TEXT -
============
Differentiation of low and high grade renal cell carcinoma on routine MRI with an externally validated automatic machine learning algorithm

• Published in: Scientific reports Vol. 10; no. 1; p. 19503
• Main Authors: Purkayastha, Subhanik, Zhao, Yijun, Wu, Jing, Hu, Rong, McGirr, Aidan, Singh, Sukhdeep, Chang, Ken, Huang, Raymond Y., Zhang, Paul J., Silva, Alvin, Soulen, Michael C., Stavropoulos, S. William, Zhang, Zishu, Bai, Harrison X.
• Format: Journal Article
• Language: English
• Published: London Nature Publishing Group UK 11.11.2020; Nature Publishing Group
• Subjects: 631/114/1305; 692/700/139; Adult; Aged; Aged, 80 and over; Bayes Theorem; Bayesian analysis; Carcinoma, Renal Cell - diagnosis; Carcinoma, Renal Cell - diagnostic imaging; Decision making; Diagnosis, Differential; Female; Humanities and Social Sciences; Humans; Kidney cancer; Kidney Neoplasms - diagnosis; Kidney Neoplasms - diagnostic imaging; Learning algorithms; Lesions; Machine Learning; Magnetic Resonance Imaging; Male; Middle Aged; multidisciplinary; Neoplasm Grading - methods; Radiomics; Renal cell carcinoma; Retrospective Studies; ROC Curve; Science; Science (multidisciplinary)
============
QUESTIONS ON THE MATERIAL -
[1] In the article listing, what is the date of publication?
[2] Reproduce the article listing between "Differentiation of low" and "Bai, Harrison X.", inclusive.
Rely only on the article listing.
============
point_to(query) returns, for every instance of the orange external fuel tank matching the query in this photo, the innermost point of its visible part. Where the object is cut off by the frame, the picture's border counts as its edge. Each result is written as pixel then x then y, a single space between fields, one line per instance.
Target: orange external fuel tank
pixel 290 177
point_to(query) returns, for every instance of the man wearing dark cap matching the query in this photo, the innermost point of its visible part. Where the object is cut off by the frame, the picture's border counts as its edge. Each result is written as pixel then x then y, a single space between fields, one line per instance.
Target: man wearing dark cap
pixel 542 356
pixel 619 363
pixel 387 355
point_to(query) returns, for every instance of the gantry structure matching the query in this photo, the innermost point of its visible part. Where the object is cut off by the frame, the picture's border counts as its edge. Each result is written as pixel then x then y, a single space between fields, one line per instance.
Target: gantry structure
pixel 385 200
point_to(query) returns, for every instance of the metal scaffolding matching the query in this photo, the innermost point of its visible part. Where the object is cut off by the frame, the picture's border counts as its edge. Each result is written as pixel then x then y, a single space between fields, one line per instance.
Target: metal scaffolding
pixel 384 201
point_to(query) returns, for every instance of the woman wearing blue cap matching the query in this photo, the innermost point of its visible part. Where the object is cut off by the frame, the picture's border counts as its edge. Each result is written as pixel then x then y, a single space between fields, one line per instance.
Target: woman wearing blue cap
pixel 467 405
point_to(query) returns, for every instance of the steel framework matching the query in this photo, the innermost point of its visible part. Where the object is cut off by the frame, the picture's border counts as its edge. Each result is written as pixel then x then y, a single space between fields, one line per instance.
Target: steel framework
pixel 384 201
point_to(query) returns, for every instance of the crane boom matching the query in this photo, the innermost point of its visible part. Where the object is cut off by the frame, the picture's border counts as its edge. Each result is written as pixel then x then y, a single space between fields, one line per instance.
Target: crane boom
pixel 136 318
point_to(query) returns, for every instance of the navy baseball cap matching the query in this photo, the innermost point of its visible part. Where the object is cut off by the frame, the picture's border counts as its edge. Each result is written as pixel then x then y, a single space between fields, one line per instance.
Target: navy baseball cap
============
PROBLEM SOLUTIONS -
[1] 11.11.2020

[2]
Differentiation of low and high grade renal cell carcinoma on routine MRI with an externally validated automatic machine learning algorithm

• Published in: Scientific reports Vol. 10; no. 1; p. 19503
• Main Authors: Purkayastha, Subhanik, Zhao, Yijun, Wu, Jing, Hu, Rong, McGirr, Aidan, Singh, Sukhdeep, Chang, Ken, Huang, Raymond Y., Zhang, Paul J., Silva, Alvin, Soulen, Michael C., Stavropoulos, S. William, Zhang, Zishu, Bai, Harrison X.